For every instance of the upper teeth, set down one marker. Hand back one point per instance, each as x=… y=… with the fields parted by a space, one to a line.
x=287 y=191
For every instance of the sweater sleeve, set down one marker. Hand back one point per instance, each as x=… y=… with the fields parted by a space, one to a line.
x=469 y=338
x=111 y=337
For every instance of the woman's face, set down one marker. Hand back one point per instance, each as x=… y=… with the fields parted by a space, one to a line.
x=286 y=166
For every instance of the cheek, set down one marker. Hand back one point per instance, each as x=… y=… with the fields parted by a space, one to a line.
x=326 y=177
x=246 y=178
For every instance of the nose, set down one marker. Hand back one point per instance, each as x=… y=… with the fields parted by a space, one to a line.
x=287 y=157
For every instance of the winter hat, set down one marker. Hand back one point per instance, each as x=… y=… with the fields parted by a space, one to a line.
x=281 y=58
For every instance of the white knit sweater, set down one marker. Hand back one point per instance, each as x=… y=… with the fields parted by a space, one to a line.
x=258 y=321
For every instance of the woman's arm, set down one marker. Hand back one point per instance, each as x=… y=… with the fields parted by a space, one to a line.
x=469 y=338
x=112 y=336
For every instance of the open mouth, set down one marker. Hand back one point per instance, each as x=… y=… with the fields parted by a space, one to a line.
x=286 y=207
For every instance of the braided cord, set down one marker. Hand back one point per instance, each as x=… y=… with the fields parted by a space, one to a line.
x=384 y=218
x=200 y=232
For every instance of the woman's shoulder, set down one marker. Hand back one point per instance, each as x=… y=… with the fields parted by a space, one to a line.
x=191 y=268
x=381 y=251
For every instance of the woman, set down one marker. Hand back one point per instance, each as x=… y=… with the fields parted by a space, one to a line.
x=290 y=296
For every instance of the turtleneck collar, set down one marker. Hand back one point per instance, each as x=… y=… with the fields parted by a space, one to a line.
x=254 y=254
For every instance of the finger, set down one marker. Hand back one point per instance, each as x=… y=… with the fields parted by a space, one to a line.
———
| What you have to do |
Rewrite every row above as a numbered list, leaving out any blank lines.

| Worked solution |
1. For every instance of the upper teeth, set down one marker. Hand back one point per instance, each as x=… y=… with the fields parted by a space, one to a line.
2. x=287 y=191
3. For every instance of the sweater sleeve, set down one marker. Hand back one point per instance, each as x=… y=… with the fields parted by a space, one to a line.
4. x=469 y=338
5. x=111 y=337
6. For every instance of the woman's face, set down one marker. Hand back one point per instance, each as x=… y=… with the fields parted by a space, one to a line.
7. x=286 y=166
8. For every instance of the cheek, set down one marker. Hand back one point per instance, each as x=… y=… with the fields parted by a space, one to a line.
9. x=326 y=177
10. x=246 y=178
11. For every instance of the nose, set down one marker. Hand back one point per instance, each as x=… y=… with the fields parted by a space, one to a line.
12. x=287 y=157
13. For every instance of the winter hat, set down one marker. Hand back one point per instance, each as x=… y=… with the fields parted by a space, one to a line.
14. x=281 y=58
15. For every instance of the white knit sweater, set down one marker. Hand back one point per instance, each as x=… y=… with the fields parted by a space, one to a line.
16. x=258 y=321
17. For every instance of the woman's arm, set down one marker. Hand back one point per instance, each as x=… y=… with the fields parted by a space, one to a line.
18. x=469 y=338
19. x=112 y=336
20. For every instance of the open mouth, set down one marker. Hand back one point per instance, each as x=… y=… with the fields parted by a space, one to a line.
21. x=286 y=207
22. For every instance of the braided cord, set down one marker. Hand back one point per instance, each as x=… y=… with the fields parted by a space, one to a line.
23. x=384 y=218
24. x=200 y=232
25. For every instance of the woman's shoulder, set down one marker. Hand back one point per instance, each as x=… y=… with the fields parted by a space, one to a line.
26. x=191 y=268
27. x=381 y=251
28. For every instance of the woman, set down one marker. Hand back one point per instance, each as x=… y=… with the fields parted by a space, one to a line.
29. x=290 y=296
30. For every instance of the turtleneck collar, set down one marker. Hand back one point per instance, each as x=… y=… with the fields parted by a space, one to a line.
31. x=254 y=254
32. For every instance of the finger, set down one marker. Hand back one point per instance, each as x=… y=… with the fields parted by a space, one to a line.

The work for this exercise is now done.